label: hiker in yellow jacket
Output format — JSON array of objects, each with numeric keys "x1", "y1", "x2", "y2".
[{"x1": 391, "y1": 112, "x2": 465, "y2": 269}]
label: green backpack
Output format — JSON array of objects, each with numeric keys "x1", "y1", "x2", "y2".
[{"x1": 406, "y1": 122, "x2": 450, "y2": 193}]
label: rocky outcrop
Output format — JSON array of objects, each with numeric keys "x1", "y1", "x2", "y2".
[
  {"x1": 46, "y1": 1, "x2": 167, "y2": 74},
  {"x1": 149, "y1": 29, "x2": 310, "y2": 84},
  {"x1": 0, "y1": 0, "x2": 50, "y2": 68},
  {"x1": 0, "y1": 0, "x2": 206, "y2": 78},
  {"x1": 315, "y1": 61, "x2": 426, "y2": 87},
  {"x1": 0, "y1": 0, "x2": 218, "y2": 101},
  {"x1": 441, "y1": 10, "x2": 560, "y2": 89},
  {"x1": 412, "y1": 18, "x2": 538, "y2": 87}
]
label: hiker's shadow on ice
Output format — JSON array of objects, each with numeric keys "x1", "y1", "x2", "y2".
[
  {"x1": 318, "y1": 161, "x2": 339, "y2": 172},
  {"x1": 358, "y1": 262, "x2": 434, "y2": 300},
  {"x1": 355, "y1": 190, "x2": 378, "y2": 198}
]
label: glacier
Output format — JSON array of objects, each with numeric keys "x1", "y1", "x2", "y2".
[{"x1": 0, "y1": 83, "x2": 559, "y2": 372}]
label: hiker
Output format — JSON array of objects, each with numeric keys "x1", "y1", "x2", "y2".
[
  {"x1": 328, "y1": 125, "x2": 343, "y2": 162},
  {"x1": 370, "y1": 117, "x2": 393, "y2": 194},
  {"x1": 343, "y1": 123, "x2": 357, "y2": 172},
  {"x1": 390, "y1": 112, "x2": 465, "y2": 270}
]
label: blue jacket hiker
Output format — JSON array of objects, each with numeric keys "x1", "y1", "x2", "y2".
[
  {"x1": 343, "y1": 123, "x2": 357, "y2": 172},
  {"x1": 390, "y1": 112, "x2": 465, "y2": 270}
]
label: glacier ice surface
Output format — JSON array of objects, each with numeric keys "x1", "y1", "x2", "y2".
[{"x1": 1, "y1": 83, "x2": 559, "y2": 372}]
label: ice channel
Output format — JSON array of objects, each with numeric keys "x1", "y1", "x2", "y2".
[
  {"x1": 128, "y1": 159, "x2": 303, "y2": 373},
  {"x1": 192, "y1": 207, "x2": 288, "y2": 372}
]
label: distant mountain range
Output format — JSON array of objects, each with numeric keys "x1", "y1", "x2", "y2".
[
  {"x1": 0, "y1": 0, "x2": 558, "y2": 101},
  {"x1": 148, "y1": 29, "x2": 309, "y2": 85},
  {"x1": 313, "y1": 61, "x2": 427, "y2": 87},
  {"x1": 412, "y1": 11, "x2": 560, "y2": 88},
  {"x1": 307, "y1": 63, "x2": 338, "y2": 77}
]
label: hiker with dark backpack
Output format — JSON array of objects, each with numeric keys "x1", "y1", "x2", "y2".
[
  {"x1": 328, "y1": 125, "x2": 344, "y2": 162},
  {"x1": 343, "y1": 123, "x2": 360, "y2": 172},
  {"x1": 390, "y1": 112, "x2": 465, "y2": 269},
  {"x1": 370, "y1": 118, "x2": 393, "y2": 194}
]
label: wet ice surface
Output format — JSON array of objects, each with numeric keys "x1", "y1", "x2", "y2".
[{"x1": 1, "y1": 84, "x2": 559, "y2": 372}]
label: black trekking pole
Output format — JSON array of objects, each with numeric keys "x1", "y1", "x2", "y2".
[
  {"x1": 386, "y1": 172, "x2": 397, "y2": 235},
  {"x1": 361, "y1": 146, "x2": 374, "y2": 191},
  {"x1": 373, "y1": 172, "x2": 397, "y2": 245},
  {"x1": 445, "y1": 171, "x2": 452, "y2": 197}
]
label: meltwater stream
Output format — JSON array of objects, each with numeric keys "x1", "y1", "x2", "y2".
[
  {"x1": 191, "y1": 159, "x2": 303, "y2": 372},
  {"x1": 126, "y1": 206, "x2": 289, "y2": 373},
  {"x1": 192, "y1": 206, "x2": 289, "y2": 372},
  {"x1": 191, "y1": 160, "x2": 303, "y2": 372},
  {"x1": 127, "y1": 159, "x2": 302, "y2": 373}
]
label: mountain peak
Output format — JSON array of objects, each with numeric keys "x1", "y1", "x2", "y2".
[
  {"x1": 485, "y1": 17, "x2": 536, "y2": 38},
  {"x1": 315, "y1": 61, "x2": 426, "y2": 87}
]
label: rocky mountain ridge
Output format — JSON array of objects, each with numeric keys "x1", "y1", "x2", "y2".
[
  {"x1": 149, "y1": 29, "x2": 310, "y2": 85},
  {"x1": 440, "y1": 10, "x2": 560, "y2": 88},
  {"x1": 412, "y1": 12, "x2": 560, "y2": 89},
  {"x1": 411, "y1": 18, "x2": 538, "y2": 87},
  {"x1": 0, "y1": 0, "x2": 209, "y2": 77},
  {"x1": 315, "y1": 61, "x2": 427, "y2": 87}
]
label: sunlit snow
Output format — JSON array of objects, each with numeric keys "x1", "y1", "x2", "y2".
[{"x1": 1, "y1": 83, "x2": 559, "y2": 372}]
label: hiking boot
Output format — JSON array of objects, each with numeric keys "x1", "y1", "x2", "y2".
:::
ASSIGNED TASK
Filter the entries above down to the lines that contain "surface".

RESPONSE TO THIS EXERCISE
label: glacier ice surface
label: wet ice surface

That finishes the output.